* What you are asked to do
Put every line of the items below into a Markdown table with two columns, No. and Text, numbering each row and skipping blank lines. Omit the pictures from your answer.

* Provided material

++++++++

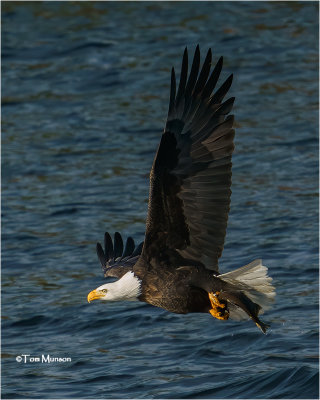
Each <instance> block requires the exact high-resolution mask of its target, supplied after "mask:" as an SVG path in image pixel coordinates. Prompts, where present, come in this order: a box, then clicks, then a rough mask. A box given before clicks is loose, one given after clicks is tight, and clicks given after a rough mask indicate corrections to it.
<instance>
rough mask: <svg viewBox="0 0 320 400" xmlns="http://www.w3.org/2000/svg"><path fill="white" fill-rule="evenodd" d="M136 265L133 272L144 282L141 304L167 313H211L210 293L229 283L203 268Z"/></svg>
mask: <svg viewBox="0 0 320 400" xmlns="http://www.w3.org/2000/svg"><path fill="white" fill-rule="evenodd" d="M138 264H140V265H136V266H135V267H134V268H133V271H134V273H135V275H136V276H137V277H139V279H141V281H142V288H141V290H142V293H141V295H140V297H139V300H140V301H144V302H146V303H149V304H151V305H153V306H156V307H161V308H164V309H165V310H167V311H170V312H173V313H177V314H186V313H190V312H202V313H207V312H209V310H210V308H212V306H211V304H210V300H209V297H208V293H209V292H214V293H215V292H217V291H221V290H223V289H224V287H225V286H226V283H225V282H223V281H221V280H220V279H219V278H217V277H215V276H214V275H213V271H209V270H207V269H205V268H204V267H194V266H181V267H178V268H176V269H175V268H172V267H169V268H168V267H166V266H165V265H162V266H161V267H160V268H159V266H158V267H153V266H152V265H150V264H149V265H148V267H147V268H146V267H142V266H141V263H138Z"/></svg>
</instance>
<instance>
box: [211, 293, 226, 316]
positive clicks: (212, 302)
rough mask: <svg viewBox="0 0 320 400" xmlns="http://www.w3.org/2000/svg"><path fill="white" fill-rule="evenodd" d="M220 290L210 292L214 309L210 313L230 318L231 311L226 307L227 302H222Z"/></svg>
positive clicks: (211, 313) (214, 315)
mask: <svg viewBox="0 0 320 400" xmlns="http://www.w3.org/2000/svg"><path fill="white" fill-rule="evenodd" d="M219 294H220V292H216V293H212V292H211V293H209V294H208V295H209V300H210V303H211V306H212V309H211V310H209V312H210V314H211V315H212V316H213V317H214V318H217V319H223V320H226V319H228V318H229V311H228V310H227V309H225V307H226V303H221V302H220V301H219V299H218V296H219Z"/></svg>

++++++++

* Output of the task
| No. | Text |
|---|---|
| 1 | Each <instance> block requires the exact high-resolution mask of its target, supplied after "mask:" as an SVG path in image pixel coordinates. Prompts, where present, come in this order: a box, then clicks, then a rough mask. A box given before clicks is loose, one given after clicks is tight, and clicks given after a rough mask indicate corrections to it. |
| 2 | <instance> |
| 3 | rough mask: <svg viewBox="0 0 320 400" xmlns="http://www.w3.org/2000/svg"><path fill="white" fill-rule="evenodd" d="M136 265L133 272L144 282L141 304L167 313H211L210 293L229 283L203 268Z"/></svg> |
| 4 | mask: <svg viewBox="0 0 320 400" xmlns="http://www.w3.org/2000/svg"><path fill="white" fill-rule="evenodd" d="M138 264H140V265H136V266H135V267H134V268H133V271H134V273H135V275H136V276H137V277H139V279H141V281H142V288H141V290H142V293H141V295H140V297H139V300H140V301H144V302H146V303H149V304H151V305H153V306H156V307H161V308H164V309H165V310H167V311H170V312H173V313H177V314H186V313H190V312H202V313H207V312H209V310H210V308H212V306H211V304H210V300H209V297H208V293H209V292H214V293H215V292H217V291H221V290H223V289H224V287H225V286H226V283H225V282H223V281H221V280H220V279H219V278H217V277H215V276H214V275H213V271H209V270H207V269H205V268H204V267H194V266H181V267H178V268H176V269H175V268H172V267H169V268H168V267H166V266H165V265H162V266H161V267H160V268H159V266H158V267H153V266H152V265H150V264H149V265H148V267H147V268H146V267H142V266H141V263H138Z"/></svg> |
| 5 | </instance> |
| 6 | <instance> |
| 7 | box: [211, 293, 226, 316] |
| 8 | positive clicks: (212, 302) |
| 9 | rough mask: <svg viewBox="0 0 320 400" xmlns="http://www.w3.org/2000/svg"><path fill="white" fill-rule="evenodd" d="M220 290L210 292L214 309L210 313L230 318L231 311L226 307L227 302H222Z"/></svg> |
| 10 | positive clicks: (211, 313) (214, 315) |
| 11 | mask: <svg viewBox="0 0 320 400" xmlns="http://www.w3.org/2000/svg"><path fill="white" fill-rule="evenodd" d="M219 294H220V292H216V293H212V292H211V293H209V294H208V295H209V300H210V303H211V306H212V309H211V310H209V312H210V314H211V315H212V316H213V317H214V318H217V319H223V320H226V319H228V318H229V311H228V310H227V309H225V307H226V303H221V302H220V301H219V299H218V296H219Z"/></svg> |